+++ Extracted information

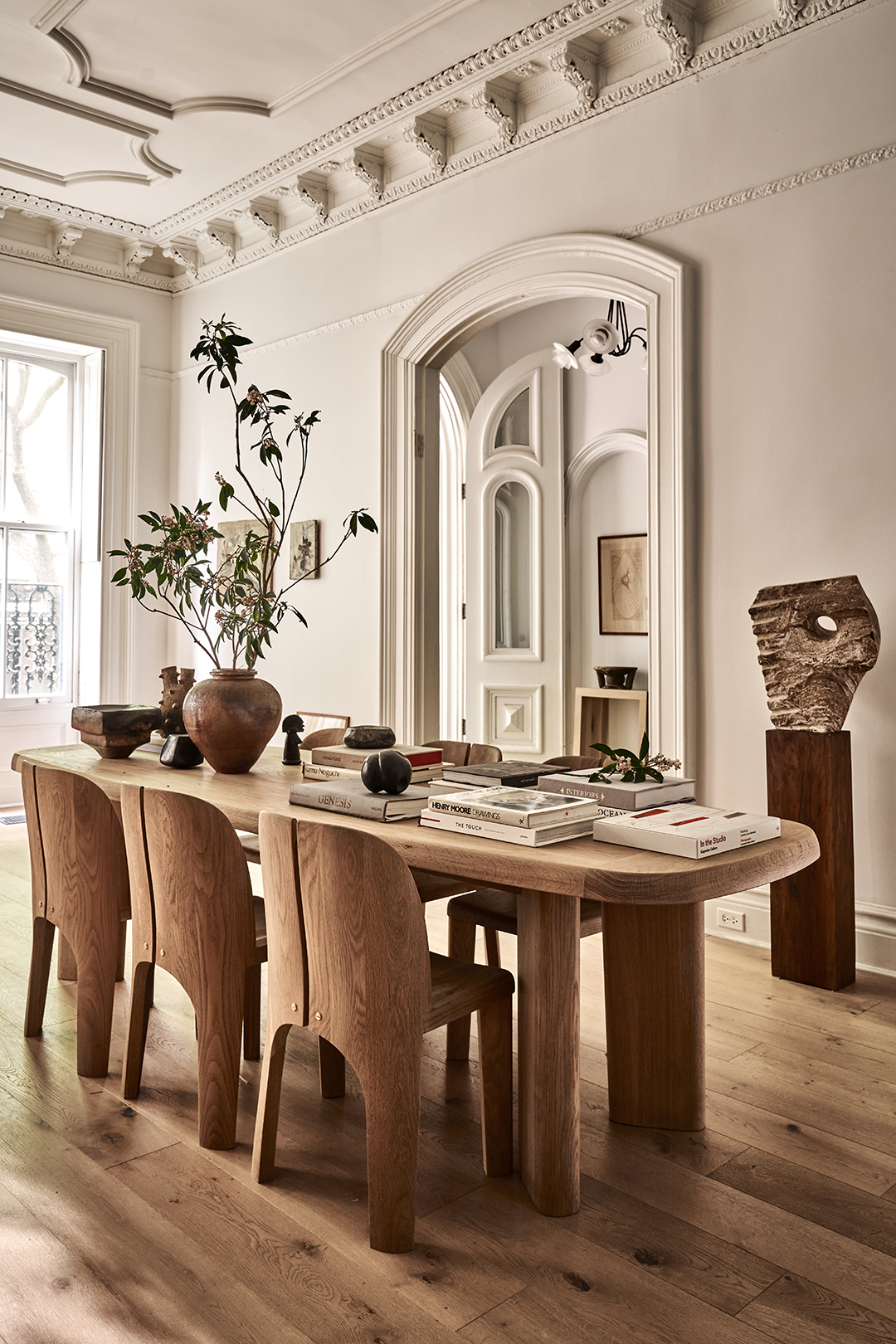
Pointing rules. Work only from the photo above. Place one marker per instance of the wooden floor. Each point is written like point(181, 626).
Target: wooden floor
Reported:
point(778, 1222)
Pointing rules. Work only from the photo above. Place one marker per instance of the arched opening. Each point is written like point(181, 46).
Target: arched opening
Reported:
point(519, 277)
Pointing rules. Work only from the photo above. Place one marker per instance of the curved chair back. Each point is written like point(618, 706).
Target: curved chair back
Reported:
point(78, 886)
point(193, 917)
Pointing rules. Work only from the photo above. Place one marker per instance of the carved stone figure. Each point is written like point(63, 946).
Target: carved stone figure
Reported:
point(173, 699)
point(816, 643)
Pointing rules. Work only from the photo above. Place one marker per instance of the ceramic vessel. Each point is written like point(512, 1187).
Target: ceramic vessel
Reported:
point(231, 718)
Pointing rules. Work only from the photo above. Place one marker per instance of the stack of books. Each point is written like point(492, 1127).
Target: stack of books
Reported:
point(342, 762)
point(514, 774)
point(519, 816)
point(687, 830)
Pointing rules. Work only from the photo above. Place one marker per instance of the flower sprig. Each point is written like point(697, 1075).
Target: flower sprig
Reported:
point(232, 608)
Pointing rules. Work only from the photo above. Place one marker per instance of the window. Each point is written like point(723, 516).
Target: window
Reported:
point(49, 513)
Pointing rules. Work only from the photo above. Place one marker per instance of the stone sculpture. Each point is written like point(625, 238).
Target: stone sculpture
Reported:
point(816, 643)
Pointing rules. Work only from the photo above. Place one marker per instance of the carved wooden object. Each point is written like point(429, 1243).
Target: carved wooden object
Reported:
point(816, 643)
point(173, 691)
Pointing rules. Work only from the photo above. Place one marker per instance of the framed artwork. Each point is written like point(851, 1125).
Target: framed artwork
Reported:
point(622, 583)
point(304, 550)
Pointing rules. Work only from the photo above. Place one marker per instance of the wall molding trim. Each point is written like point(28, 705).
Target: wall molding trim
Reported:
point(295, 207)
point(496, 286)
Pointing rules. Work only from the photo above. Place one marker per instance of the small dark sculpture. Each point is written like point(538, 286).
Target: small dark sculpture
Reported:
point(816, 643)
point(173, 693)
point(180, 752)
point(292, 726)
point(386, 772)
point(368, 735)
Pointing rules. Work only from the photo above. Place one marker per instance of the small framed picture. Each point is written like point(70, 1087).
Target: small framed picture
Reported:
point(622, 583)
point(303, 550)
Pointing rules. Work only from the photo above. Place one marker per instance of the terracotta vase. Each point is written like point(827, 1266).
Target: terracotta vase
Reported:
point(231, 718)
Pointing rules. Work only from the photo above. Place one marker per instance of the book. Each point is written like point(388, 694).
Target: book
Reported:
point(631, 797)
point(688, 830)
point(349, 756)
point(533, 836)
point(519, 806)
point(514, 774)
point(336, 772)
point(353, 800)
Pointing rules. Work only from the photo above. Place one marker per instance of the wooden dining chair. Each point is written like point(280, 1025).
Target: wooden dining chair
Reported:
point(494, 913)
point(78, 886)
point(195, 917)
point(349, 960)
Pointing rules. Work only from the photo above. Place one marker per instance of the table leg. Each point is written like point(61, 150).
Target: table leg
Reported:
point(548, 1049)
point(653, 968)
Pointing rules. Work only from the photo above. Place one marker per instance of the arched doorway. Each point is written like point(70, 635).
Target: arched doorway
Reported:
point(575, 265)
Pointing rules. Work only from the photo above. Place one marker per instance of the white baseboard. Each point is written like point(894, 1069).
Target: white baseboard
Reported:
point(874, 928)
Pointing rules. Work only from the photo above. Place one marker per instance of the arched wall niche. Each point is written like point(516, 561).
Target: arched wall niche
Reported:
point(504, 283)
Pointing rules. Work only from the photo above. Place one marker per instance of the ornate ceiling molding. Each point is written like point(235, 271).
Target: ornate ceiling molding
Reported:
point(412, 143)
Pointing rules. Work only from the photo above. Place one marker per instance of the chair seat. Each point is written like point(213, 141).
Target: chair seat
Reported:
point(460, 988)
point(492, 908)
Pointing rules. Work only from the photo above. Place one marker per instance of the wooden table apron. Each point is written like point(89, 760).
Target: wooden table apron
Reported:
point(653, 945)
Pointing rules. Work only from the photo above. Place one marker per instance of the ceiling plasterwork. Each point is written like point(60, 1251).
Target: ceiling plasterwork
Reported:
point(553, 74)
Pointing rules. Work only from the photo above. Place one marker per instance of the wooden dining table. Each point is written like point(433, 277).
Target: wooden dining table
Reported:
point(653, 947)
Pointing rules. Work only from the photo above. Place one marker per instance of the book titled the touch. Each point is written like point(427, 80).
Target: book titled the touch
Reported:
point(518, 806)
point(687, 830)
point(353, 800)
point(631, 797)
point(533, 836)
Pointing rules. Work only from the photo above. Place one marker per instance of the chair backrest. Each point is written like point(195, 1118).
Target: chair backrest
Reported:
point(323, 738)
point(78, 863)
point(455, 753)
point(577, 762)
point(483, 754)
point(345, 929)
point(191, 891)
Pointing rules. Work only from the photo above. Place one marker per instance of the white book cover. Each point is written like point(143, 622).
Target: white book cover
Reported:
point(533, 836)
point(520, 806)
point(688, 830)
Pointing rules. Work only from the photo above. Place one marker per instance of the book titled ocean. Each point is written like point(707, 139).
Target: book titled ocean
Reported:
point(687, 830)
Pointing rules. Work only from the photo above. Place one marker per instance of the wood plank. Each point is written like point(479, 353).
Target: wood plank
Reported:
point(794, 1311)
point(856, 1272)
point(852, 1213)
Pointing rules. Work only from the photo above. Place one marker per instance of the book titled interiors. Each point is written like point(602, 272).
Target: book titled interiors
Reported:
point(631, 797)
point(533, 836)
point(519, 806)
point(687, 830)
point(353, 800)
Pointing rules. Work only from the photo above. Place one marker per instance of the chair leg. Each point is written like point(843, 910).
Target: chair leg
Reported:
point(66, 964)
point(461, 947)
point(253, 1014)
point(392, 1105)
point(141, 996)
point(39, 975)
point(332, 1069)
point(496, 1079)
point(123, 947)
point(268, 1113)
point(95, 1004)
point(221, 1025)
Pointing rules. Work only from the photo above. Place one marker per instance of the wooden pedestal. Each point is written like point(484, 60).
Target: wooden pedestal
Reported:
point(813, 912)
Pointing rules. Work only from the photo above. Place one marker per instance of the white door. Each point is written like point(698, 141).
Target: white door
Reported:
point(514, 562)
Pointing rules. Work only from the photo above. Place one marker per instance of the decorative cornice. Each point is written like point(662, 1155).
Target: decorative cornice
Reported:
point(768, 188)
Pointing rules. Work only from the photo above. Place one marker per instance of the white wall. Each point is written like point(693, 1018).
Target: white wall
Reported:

++++++
+++ Extracted information

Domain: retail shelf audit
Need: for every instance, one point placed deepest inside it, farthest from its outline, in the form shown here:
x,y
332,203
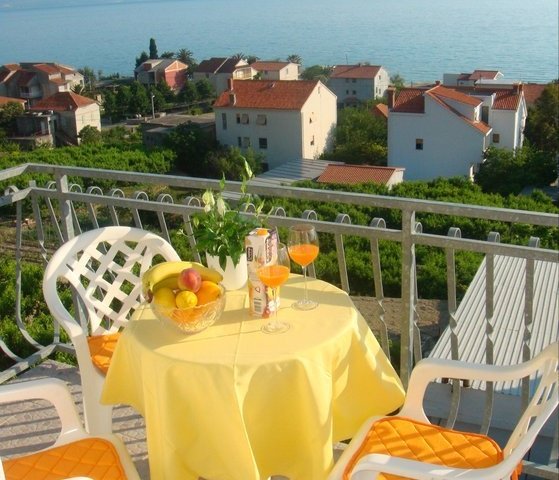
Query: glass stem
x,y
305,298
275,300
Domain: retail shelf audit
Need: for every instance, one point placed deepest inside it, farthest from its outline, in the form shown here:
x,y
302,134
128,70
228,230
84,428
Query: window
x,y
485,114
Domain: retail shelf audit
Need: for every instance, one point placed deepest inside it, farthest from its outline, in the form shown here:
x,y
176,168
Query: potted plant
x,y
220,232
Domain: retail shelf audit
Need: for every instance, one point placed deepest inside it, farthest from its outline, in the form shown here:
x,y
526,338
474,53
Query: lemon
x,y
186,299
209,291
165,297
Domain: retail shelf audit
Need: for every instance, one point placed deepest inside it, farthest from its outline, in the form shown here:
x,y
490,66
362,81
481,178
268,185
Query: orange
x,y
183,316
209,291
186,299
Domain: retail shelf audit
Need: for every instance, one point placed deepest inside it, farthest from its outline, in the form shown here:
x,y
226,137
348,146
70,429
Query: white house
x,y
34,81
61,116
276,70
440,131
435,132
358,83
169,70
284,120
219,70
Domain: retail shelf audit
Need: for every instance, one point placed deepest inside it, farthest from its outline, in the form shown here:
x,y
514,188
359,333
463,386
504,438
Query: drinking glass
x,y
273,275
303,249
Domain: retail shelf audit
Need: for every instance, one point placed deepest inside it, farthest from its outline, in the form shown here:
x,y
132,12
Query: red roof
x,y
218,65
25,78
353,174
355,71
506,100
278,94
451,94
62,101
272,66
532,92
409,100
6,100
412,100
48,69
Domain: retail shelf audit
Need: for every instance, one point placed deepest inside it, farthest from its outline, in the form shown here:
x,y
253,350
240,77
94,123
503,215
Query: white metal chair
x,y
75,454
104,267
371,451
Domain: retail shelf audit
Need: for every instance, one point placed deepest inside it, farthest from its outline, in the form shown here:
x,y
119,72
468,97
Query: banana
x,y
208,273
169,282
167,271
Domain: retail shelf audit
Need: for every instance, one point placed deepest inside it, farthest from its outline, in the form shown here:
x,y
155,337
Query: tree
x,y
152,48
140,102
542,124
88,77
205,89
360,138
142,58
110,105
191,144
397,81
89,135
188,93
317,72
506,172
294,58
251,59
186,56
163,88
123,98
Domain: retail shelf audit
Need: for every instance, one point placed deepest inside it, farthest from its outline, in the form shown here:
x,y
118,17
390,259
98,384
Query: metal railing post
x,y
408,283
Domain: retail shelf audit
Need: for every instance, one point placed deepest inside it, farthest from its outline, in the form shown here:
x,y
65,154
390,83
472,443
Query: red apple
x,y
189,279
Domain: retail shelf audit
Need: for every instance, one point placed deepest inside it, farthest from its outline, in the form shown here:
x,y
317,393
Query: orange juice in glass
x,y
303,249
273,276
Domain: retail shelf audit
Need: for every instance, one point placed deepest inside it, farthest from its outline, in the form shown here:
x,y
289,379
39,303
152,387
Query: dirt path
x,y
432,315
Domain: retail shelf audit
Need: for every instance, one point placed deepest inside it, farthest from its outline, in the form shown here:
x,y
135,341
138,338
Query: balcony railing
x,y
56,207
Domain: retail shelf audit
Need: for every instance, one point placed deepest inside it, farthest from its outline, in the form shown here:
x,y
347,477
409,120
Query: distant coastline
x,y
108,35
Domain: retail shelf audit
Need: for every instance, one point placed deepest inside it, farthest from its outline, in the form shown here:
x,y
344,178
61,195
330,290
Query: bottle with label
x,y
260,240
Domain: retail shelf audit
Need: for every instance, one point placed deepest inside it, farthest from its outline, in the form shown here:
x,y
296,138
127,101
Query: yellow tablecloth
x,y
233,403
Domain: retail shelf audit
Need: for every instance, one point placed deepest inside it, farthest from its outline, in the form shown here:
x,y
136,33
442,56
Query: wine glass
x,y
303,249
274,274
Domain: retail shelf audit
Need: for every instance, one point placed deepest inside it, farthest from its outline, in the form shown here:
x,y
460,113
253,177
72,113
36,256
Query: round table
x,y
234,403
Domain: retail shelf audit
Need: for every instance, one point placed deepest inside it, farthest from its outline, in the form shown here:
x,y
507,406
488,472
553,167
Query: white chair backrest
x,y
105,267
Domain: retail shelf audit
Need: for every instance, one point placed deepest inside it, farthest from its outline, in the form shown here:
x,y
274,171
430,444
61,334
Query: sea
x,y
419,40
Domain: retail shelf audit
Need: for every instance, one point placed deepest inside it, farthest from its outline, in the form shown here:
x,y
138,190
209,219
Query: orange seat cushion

++++++
+++ Extracted information

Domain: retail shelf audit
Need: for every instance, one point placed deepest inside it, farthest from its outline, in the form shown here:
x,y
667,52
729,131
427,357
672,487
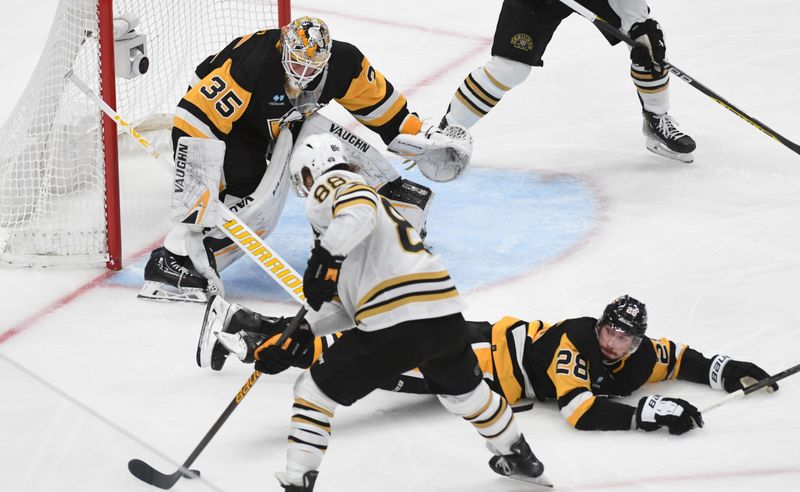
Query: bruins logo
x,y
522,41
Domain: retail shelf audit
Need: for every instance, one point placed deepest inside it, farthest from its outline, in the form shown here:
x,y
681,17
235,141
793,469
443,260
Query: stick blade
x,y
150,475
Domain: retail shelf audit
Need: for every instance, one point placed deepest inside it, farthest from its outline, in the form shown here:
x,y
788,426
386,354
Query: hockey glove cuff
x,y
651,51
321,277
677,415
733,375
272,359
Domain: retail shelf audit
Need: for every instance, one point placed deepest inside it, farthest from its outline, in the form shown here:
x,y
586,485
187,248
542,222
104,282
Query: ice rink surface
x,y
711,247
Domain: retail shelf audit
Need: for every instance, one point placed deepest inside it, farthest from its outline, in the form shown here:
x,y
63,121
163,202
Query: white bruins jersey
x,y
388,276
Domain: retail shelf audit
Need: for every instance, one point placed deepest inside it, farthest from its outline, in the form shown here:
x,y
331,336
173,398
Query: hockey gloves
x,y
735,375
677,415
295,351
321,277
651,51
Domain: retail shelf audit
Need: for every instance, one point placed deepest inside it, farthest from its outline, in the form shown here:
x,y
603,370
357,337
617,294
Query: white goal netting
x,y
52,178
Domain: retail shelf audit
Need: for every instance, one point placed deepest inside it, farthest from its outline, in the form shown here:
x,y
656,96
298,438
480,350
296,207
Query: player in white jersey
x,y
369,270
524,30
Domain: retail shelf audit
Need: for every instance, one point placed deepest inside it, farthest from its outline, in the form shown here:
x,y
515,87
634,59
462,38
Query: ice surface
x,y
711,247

++++++

Set task: Recast the lines as a JSON list of strings, beginning with the line containing "like point(181, 626)." and going through the line containing "point(232, 608)". Give one string per line and leave out any blank lines.

Solution:
[
  "Pointing rules. Work only from the photo above. Place one marker per instance of the wooden floor. Each point is written like point(181, 626).",
  "Target: wooden floor",
  "Reported:",
  "point(778, 1222)",
  "Pointing rules. Work only from the photo above. Place one marker per instance of the arched opening. Each point is written like point(181, 46).",
  "Target: arched opening",
  "Reported:",
  "point(519, 277)",
  "Pointing rules. Work only from the photo above. Place one marker per instance of the curved chair back. Each point is written like point(618, 706).",
  "Target: curved chair back",
  "Reported:",
  "point(78, 886)",
  "point(193, 917)",
  "Pointing rules. Work only from the photo above. Place one marker per instance of the carved stone figure. Each point is written like point(63, 946).",
  "Target: carved stone figure",
  "Reported:",
  "point(173, 699)",
  "point(816, 643)",
  "Pointing rules. Work only from the photo above. Place one marker per instance of the ceramic vessel. Each point is written like point(512, 1187).",
  "Target: ceramic vessel",
  "Reported:",
  "point(231, 718)",
  "Pointing rules. Work only from the photo above. Place one marker per instance of the stack of books. Each point is written like point(492, 1127).",
  "Target: stack of books",
  "Reported:",
  "point(342, 762)",
  "point(514, 774)",
  "point(519, 816)",
  "point(687, 830)",
  "Pointing rules. Work only from the photo above. Place one marker per instance of the flower sprig. Each point is written like point(697, 1075).",
  "Target: flower sprig",
  "Reported:",
  "point(232, 608)"
]